* BEGIN *

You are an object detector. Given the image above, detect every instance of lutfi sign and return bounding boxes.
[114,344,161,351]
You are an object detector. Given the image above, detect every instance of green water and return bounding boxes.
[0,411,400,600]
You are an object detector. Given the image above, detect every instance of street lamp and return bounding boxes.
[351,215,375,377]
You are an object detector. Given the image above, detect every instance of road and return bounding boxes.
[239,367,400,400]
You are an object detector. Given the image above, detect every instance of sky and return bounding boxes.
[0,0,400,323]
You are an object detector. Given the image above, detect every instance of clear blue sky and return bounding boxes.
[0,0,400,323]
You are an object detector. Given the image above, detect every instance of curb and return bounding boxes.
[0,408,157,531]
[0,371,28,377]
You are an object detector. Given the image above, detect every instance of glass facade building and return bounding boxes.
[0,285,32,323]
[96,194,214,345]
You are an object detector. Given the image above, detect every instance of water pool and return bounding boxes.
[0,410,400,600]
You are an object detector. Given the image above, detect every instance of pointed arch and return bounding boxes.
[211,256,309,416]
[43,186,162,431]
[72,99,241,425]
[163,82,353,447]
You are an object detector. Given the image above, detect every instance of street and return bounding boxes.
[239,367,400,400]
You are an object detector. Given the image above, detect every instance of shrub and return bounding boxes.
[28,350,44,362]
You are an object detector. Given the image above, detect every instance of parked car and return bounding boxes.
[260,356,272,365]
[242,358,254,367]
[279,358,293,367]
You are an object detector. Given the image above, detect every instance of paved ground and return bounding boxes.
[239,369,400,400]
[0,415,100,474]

* END *

§ **Objective**
Gather every line above that contains the string "water", and copy each one out in full. Treat uppercase and lowercase as different.

§ **Response below**
You are an object detector. Given the image above, detect every instance of green water and return bounding boxes.
You are an object detector. Given the image above, detect every instance of water pool and return bounding boxes.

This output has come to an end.